Extract to read —
At just 3-years-old, Hudson is playful, generous and a little stubborn.
He attends preschool, Krav Maga classes and will be taking swimming lessons this summer. He’s smart and tall, and loves numbers.
But unlike most other toddlers his age, he also has a brain tumor and has to go to chemotherapy once a week.
It all started when Hudson was just a few weeks old and his mother, Michaele Bialon, noticed a few too many birthmarks. A few weeks and several doctor visits later, the family learned that Hudson had neurofibromatosis (NF1).
During the past three years, they have dealt with delays in motor and speech skills, among other issues. Luckily, Bialon said, he does not have a learning disability. He’s been doing well overall.
But last spring, during a routine MRI, things changed. Doctors found a tumor in his brain that spanned from his optic nerve to his hypothalamus.
He had to start chemotherapy in August, and has to continue going once a week for 18 months. He has to have an MRI every three months as well.
The mother and son soon moved out of their San Diego home and in with Bialon’s parents, Joe and Georgia Sarro, in Newport Beach for support and easier access to the Children’s Hospital of Los Angeles.
With the help of family friend Lori Contant, they formed Hands Helping Hudson, a non-profit created to encourage love, support, strength and positive energy for Hudson and his family.
Now the family is reaching out to the community for support. The Newport Beach Tennis Club will be hosting the First Annual Hands Helping Hudson Fundraising Event.
The gala will include food, entertainment and a live auction, with items like a week stay in Mammoth, two condo stays in Hawaii, several pieces of art – including one piece painted live by artists in body suits, kids’ acting classes, harbor cruise, and more.
A portion of the funds raised at the event will also go toward the Children’s Tumor Foundation.
The event, produced by Contant, will be held on May 18 at 6 p.m. at the tennis club. Organizers are expecting about 200 guests.

How to complete this task — Reproduce the article about Hudson word for word, from "During the past" down to "doing well overall.".

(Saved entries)
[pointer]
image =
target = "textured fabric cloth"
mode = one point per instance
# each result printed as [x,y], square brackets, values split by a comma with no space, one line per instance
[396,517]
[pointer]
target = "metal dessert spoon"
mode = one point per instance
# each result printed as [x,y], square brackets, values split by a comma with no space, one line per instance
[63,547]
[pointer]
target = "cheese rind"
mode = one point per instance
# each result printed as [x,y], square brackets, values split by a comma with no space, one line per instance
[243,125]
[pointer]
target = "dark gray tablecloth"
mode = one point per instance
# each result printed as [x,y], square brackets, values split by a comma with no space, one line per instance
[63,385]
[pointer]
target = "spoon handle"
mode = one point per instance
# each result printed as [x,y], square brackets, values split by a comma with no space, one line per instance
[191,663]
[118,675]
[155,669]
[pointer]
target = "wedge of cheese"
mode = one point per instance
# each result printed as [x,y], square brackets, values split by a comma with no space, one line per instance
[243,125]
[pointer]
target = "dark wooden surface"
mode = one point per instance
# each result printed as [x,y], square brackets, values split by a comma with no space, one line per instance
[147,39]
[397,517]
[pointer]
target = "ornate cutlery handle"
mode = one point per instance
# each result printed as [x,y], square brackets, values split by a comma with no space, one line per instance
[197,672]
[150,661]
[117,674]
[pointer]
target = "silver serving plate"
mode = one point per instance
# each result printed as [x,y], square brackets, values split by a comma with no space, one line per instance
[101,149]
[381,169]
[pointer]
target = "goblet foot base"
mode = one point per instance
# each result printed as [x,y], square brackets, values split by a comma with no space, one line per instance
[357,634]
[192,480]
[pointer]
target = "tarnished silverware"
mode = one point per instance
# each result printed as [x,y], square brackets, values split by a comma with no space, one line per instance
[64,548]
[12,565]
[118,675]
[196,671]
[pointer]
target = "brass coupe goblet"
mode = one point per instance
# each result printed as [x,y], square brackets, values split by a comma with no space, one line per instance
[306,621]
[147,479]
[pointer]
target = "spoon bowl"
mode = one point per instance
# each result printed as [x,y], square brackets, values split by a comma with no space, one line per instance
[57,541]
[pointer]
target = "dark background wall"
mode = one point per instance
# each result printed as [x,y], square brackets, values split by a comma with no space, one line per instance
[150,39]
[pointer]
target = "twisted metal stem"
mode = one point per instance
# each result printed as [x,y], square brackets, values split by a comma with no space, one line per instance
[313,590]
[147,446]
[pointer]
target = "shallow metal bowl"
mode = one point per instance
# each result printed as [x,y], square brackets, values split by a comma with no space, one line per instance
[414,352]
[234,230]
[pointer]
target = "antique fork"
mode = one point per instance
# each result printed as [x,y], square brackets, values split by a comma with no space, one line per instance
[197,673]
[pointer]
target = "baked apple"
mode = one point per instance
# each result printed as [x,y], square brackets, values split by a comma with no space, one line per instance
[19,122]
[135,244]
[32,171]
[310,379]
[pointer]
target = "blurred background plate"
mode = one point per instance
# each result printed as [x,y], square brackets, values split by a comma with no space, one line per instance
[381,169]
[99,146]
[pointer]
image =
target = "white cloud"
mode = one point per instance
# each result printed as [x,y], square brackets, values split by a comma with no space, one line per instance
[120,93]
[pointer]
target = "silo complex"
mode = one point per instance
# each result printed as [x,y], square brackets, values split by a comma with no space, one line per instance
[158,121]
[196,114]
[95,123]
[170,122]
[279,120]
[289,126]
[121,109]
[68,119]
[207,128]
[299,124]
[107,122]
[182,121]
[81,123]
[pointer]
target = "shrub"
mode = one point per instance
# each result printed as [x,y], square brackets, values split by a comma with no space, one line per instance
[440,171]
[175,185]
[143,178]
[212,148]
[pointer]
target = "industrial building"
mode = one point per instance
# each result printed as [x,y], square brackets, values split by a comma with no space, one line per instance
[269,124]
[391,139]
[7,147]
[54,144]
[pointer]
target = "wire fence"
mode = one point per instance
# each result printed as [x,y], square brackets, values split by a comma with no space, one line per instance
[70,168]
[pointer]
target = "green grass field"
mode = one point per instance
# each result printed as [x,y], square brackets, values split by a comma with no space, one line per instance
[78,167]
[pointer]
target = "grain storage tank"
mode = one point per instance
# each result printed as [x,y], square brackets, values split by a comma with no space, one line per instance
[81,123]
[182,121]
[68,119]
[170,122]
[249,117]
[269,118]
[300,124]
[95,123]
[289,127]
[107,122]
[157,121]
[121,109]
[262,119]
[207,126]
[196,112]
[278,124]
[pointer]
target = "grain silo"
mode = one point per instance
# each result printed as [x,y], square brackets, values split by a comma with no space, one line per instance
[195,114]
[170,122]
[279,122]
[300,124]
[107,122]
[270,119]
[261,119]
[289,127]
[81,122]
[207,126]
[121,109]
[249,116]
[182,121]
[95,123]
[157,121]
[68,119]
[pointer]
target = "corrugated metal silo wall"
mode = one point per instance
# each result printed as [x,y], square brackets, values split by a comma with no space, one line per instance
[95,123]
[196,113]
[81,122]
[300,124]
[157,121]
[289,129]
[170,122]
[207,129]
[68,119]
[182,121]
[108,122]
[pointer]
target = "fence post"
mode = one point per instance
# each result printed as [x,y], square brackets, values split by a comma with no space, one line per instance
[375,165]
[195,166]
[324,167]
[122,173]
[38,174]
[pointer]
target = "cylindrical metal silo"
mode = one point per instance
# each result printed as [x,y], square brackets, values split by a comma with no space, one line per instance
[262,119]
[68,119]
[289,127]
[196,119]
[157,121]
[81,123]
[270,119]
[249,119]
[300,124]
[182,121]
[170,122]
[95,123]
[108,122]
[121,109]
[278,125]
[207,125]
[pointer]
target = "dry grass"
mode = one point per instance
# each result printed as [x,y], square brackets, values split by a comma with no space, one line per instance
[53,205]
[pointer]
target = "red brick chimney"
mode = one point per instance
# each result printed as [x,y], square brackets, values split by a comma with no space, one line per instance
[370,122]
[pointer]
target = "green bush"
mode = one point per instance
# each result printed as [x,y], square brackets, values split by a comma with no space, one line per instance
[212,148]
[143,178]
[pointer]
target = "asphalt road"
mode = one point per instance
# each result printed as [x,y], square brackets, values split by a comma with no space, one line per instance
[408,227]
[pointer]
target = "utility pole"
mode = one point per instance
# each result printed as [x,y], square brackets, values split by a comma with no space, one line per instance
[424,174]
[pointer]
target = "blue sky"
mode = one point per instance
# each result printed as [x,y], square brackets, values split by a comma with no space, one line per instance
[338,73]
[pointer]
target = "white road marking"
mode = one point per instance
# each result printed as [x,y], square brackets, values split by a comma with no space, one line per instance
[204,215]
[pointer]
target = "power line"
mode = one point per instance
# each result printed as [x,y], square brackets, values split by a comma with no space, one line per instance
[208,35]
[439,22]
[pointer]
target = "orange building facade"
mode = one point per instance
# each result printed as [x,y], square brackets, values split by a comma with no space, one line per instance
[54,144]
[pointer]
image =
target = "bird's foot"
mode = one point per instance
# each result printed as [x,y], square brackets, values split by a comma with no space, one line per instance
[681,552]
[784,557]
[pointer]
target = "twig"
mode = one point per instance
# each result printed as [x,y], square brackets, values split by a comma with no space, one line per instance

Task answer —
During the past three years, they have dealt with delays in motor and speech skills, among other issues. Luckily, Bialon said, he does not have a learning disability. He’s been doing well overall.